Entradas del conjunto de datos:
● ● ●

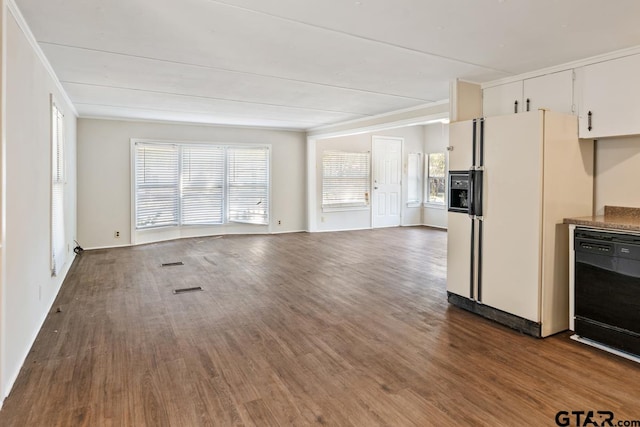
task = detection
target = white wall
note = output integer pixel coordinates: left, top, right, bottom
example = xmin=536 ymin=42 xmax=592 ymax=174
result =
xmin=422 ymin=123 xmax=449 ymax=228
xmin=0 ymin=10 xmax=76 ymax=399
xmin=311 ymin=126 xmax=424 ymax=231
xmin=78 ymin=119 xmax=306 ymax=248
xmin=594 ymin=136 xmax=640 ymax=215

● ● ●

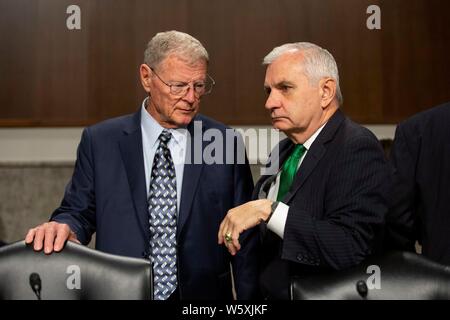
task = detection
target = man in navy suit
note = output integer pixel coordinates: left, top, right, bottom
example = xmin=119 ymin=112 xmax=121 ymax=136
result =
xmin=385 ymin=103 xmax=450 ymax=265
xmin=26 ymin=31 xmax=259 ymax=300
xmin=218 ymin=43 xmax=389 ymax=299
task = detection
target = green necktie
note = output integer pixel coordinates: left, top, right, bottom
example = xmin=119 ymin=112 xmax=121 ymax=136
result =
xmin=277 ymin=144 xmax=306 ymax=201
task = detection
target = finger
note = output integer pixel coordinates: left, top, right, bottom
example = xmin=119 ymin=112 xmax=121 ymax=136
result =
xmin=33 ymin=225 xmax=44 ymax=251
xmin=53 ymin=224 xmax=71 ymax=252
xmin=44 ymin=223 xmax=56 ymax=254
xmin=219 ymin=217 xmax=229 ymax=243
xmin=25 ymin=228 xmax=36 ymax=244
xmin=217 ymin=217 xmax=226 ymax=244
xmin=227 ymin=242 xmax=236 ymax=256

● ● ●

Filtra los registros y copia todas las líneas que contengan la palabra "target". Distingue entre mayúsculas y minúsculas.

target = white wall
target = man in navy suit
target = green necktie
target = finger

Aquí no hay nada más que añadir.